--- Exercise description ---
Reprint every line of the data, keeping each character intact.

Point localization data

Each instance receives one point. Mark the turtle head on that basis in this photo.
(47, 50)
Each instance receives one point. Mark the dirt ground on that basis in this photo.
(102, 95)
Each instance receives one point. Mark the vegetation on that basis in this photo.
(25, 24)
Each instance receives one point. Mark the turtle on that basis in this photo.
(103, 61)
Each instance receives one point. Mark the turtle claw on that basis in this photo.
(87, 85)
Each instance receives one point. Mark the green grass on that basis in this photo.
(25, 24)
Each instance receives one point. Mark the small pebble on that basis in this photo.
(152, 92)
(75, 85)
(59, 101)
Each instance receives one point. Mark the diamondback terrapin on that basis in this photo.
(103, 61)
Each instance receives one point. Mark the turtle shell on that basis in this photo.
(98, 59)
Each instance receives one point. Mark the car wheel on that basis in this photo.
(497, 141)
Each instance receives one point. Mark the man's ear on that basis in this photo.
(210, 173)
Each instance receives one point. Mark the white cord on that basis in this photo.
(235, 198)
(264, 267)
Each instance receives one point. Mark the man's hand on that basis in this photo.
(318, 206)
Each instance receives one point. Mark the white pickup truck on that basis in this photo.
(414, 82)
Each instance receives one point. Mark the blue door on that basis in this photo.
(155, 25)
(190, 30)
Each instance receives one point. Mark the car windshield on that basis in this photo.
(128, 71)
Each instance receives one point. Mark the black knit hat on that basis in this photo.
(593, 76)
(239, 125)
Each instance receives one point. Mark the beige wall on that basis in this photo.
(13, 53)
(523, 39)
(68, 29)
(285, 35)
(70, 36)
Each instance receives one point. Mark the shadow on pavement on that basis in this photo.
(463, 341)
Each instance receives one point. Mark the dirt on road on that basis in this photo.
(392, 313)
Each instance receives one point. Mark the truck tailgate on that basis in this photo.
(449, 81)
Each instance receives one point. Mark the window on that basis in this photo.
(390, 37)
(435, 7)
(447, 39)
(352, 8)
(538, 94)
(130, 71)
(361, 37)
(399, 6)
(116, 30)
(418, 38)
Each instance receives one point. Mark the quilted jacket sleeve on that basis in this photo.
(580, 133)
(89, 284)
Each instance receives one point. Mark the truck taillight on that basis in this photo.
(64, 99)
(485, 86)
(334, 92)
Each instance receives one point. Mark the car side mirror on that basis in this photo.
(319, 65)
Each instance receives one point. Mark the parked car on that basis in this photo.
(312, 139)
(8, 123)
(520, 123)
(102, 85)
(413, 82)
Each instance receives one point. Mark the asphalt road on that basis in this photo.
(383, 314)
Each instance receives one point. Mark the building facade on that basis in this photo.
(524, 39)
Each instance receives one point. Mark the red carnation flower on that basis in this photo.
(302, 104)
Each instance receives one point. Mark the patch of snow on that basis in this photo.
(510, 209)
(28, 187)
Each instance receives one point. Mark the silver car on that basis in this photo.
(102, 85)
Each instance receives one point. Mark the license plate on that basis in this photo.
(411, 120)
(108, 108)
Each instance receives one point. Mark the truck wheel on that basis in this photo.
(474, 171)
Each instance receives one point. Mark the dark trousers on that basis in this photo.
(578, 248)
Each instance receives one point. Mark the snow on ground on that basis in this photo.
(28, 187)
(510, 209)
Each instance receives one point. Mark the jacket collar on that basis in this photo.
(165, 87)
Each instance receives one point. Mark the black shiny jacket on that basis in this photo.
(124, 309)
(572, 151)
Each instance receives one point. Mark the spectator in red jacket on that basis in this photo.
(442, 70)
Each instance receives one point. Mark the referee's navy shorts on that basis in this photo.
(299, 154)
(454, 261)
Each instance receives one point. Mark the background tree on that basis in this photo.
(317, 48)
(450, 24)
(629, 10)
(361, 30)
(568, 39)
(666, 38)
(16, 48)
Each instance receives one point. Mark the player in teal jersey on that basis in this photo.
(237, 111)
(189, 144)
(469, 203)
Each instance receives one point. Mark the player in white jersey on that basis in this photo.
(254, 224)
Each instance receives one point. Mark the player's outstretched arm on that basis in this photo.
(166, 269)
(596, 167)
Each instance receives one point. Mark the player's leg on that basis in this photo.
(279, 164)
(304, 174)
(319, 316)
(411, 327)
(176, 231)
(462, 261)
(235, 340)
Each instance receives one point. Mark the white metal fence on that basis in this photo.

--- Solution below ---
Each instance receives one point. Mark the turtle head on that basis in this photo.
(47, 50)
Each instance receives one point. Mark the dirt ground on that basis in this photo.
(102, 95)
Each instance receives one point. Mark the vegetation on that basis in this photo.
(25, 24)
Each instance receives one point. Mark the turtle on that basis in this photo.
(103, 61)
Each instance receives one point. Mark the turtle claw on that basis in this photo.
(87, 85)
Each instance receives one point. Mark the green grass on that basis in this photo.
(25, 24)
Each instance receives one point. Mark the small pebble on that basis in this photo.
(152, 92)
(75, 85)
(59, 101)
Each instance receives one point. Mark the diamondback terrapin on that basis in this photo.
(103, 61)
Each instance receives one point. Mark the turtle shell on that basis in this photo.
(98, 59)
Each instance receives one point. Mark the car wheel on that basis in this photo.
(497, 141)
Each instance receives one point. Mark the man's ear on that basis in this photo.
(210, 173)
Each instance receives one point. Mark the white cord on that basis in this photo.
(235, 198)
(264, 267)
Each instance receives one point. Mark the man's hand on that basis in this photo.
(318, 206)
Each instance receives one point. Mark the white pickup truck on that basis in this photo.
(414, 82)
Each instance receives one point. Mark the blue door on that basis in this photo.
(155, 25)
(190, 30)
Each instance receives one point. Mark the car windshield on that basis in this photo.
(128, 71)
Each instance receives one point. Mark the black knit hat on that basis in this photo.
(593, 76)
(239, 125)
Each instance receives one point. Mark the beige wall on that basis in this photo.
(13, 53)
(523, 39)
(68, 29)
(285, 35)
(70, 36)
Each instance receives one point. Mark the shadow on pavement on that basis in this photo.
(463, 341)
Each instance receives one point. Mark the dirt on road on that basis in this photo.
(392, 313)
Each instance receives one point. Mark the truck tailgate on that basis in this photo.
(449, 81)
Each instance receives one point. Mark the window on that basis in this photo.
(390, 37)
(435, 7)
(447, 39)
(352, 8)
(538, 94)
(130, 71)
(361, 37)
(399, 6)
(116, 30)
(418, 38)
Each instance receives one point. Mark the quilted jacket sleeve on that basis in this photo.
(580, 133)
(89, 284)
Each instance receives one point. Mark the truck taillight on that basis in this photo.
(64, 99)
(485, 86)
(334, 92)
Each instance receives one point. Mark the car side mirror on that basis in this photo.
(319, 65)
Each instance receives one point. Mark the parked car on that basis in this photo.
(312, 139)
(8, 123)
(520, 123)
(102, 85)
(413, 82)
Each instance receives one point. Mark the asphalt road on that basis in this photo.
(383, 314)
Each instance receives one point. Mark the building facade on that basis in this photo.
(524, 39)
Each instance receives one point. Mark the red carnation flower on that basis in this photo.
(302, 104)
Each instance receives one point. Mark the patch of snow on that basis in this photo.
(510, 209)
(28, 187)
Each instance receives one point. Mark the silver car on that basis in this photo.
(102, 85)
Each instance receives one point. Mark the license plate on that basis in this photo.
(411, 120)
(108, 108)
Each instance receives one point. Mark the truck wheel on that basis in this photo.
(474, 171)
Each instance receives one point. Mark the dark trousers on that basis in this photo.
(578, 248)
Each instance receives one point. Mark the snow on ground on that basis in this photo.
(28, 187)
(510, 209)
Each instance receives one point. Mark the jacket collar on that basis in this photo.
(165, 87)
Each instance receives one point. Mark the black shiny jacket on that basis in this photo.
(124, 309)
(572, 151)
Each instance receives one point. Mark the spectator in red jacket on that basis in this photo.
(442, 70)
Each instance receives one point. Mark the referee's navy shorts on that basis in this photo.
(299, 154)
(454, 261)
Each instance receives one point. Mark the background tree on that basis in this photo.
(317, 48)
(450, 24)
(629, 10)
(361, 30)
(568, 39)
(666, 38)
(16, 48)
Each instance receives one point. Mark the player in teal jersey on that basis in this photo.
(237, 111)
(189, 144)
(469, 203)
Each instance receives one point. Mark the player in white jersey on that basis in this photo.
(254, 224)
Each instance receives one point. Mark the player's outstretched arm on that basis in this photo.
(166, 269)
(596, 167)
Each instance receives one point. Mark the player's leg on that basis in this photo.
(279, 164)
(304, 174)
(319, 316)
(411, 327)
(176, 231)
(462, 261)
(235, 340)
Each instance receives one point. Mark the white metal fence on that basis in this photo.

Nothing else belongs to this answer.